::: Extrait présenté :::

Le juge doit être convaincu qu’il existe des motifs valables de croire qu’un préjudice a été commis ou qu’il peut l’être, et que l’ordonnance fournira la preuve nécessaire à l’enquête ou celle qui est liée au préjudice [articles 8.9-8.15]. Dans le cas d’une ordonnance de communication, le juge doit aussi être certain que la partie concernée détient les documents ou les données, ou qu’elle en a le contrôle [article 8.10]. Quant à une ordonnance de participation à une entrevue d’enquête, le juge doit également être persuadé que des efforts raisonnables ont été déployés pour obtenir l’information par d’autres moyens [article 8.12].
S’il est possible de recueillir de l’information dans l’autre pays sans en enfreindre les règles, l’ombudsman peut le faire par l’entremise d’ententes d’aide mutuelle, de commissions rogatoires ou d’autres ententes similaires. Autrement dit, l’ombudsman ne participe pas aux activités d’application de la loi dans d’autres pays [partie 9].
Médiation et règlement [partie II]
Dans certaines circonstances, la médiation pourrait résoudre les questions qui font l’objet d’une enquête par l’ombudsman. L’ombudsman peut présenter une demande de médiation à tout moment. Étant donné le déséquilibre des pouvoirs qui existe souvent entre le plaignant et l’entreprise, et le besoin de transparence dans l’intérêt public, l’ombudsman proposera la médiation seulement si toutes les parties donnent leur consentement éclairé, le plaignant est directement lésé par le préjudice et peut représenter d’autres qui le sont également, l’objet de l’enquête est approprié à la médiation (selon l’opinion de l’ombudsman) et si l’enquête initiale est assez avancée pour révéler les faits pertinents. Les parties peuvent être représentées pendant la médiation et l’ombudsman peut accepter de payer les frais juridiques raisonnables d’un plaignant ou groupe de plaignants.

::: Entrées présentées :::

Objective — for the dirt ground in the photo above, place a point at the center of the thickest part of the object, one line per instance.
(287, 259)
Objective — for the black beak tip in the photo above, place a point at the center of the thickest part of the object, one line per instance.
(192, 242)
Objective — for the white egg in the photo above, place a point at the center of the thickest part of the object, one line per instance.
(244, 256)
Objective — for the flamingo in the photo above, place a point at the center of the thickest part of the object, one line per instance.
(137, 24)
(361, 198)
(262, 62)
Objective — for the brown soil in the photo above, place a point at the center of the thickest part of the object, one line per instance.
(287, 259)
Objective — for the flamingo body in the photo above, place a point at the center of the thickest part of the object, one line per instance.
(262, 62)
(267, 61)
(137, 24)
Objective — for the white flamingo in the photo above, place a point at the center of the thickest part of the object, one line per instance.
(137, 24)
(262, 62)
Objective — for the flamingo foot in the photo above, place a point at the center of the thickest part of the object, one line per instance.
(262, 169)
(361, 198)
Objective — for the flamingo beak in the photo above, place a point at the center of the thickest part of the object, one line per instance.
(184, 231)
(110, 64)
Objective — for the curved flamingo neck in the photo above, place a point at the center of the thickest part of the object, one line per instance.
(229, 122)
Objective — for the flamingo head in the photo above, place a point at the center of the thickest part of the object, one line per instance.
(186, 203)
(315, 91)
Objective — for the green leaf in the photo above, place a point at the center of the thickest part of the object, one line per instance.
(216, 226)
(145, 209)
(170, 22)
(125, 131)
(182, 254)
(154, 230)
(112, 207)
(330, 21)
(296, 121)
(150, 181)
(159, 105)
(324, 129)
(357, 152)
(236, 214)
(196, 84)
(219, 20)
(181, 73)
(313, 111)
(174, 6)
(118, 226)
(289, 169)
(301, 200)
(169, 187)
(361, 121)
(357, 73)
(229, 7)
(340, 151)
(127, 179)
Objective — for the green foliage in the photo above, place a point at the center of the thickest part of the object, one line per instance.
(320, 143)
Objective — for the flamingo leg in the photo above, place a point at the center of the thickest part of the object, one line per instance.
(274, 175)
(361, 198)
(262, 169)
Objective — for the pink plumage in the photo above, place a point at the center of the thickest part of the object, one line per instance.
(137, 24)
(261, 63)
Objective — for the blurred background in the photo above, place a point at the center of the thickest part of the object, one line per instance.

:::

◆ **Travail à faire**
A - Reproduisez tel quel le passage de l'extrait sur l'ombudsman qui commence par « Le juge doit être » et se poursuit jusqu'à « moyens [article 8.12]. ».
B - Dans l'extrait sur l'ombudsman, reformulez sous forme de liste le paragraphe qui débute par « Dans certaines circonstances, la médiation », en conservant ses faits essentiels.
C - Reprenez l'extrait sur l'ombudsman après sa dernière phrase et poursuivez-le.
Les enregistrements proviennent d'une autre source que l'extrait.

◆ **Réponses aux tâches**
A -
Le juge doit être convaincu qu’il existe des motifs valables de croire qu’un préjudice a été commis ou qu’il peut l’être, et que l’ordonnance fournira la preuve nécessaire à l’enquête ou celle qui est liée au préjudice [articles 8.9-8.15]. Dans le cas d’une ordonnance de communication, le juge doit aussi être certain que la partie concernée détient les documents ou les données, ou qu’elle en a le contrôle [article 8.10]. Quant à une ordonnance de participation à une entrevue d’enquête, le juge doit également être persuadé que des efforts raisonnables ont été déployés pour obtenir l’information par d’autres moyens [article 8.12].

B -
- La médiation peut parfois résoudre les questions visées par une enquête de l'ombudsman.
- L'ombudsman peut demander une médiation à tout moment.
- Le déséquilibre des pouvoirs est fréquent entre le plaignant et l'entreprise, et la transparence est nécessaire dans l'intérêt public. L'ombudsman ne propose donc la médiation que si :
  - toutes les parties y consentent de façon éclairée ;
  - le plaignant est directement lésé et peut représenter d'autres personnes lésées ;
  - l'objet de l'enquête se prête à la médiation, selon l'ombudsman ;
  - l'enquête initiale est assez avancée pour révéler les faits pertinents.
- Les parties peuvent être représentées pendant la médiation.
- L'ombudsman peut accepter de payer les frais juridiques raisonnables d'un plaignant ou d'un groupe de plaignants.

C -
Lorsque les parties conviennent d’un règlement, le mettent par écrit, le signent et que l’ombudsman l’approuve, le règlement lie les parties au règlement, et la partie qui alléguerait une infraction au règlement peut déposer une demande auprès de la Cour fédérale pour en obtenir l’application.
Les rapports de l'ombudsman sont publics, ils comprennent des constatations et des recommandations, et l'ombudsman en surveille la mise en œuvre
L’ombudsman publie un rapport public énonçant son opinion et les raisons qui l’expliquent, et il peut formuler des recommandations qu’elle ou il estime appropriées [articles 13.1 et 13.4]. Pour former son opinion, l’ombudsman peut s’inspirer de normes et d’organes internationaux sur les droits de la personne, de la responsabilité des entreprises et des droits des entreprises et de la personne [articles 13.2-13.3]. L’ombudsman ne prononce pas de déclaration de culpabilité ou de responsabilité.
L’ombudsman peut délivrer une recommandation à une personne, ou à un organisme ou une agence du gouvernement du Canada, y compris, mais non de façon limitative, sur les points suivants :
- les recours et les réparations pour le préjudice subi;
- les mesures à prendre afin de prévenir et d’éviter un préjudice à l’avenir (dans le cadre du même projet ou de l’ensemble des activités, ou dans les deux cas);
- les étapes visant à résoudre tout conflit découlant du projet en cause;
- toute action ou omission d’un organisme ou ministère du gouvernement canadien, ou toute pratique, loi ou politique ayant servi de base aux actions ou omissions, ou le besoin d’une pratique; et
- une enquête plus approfondie par une autorité ou un organe distinct, selon le cas [article 13.4].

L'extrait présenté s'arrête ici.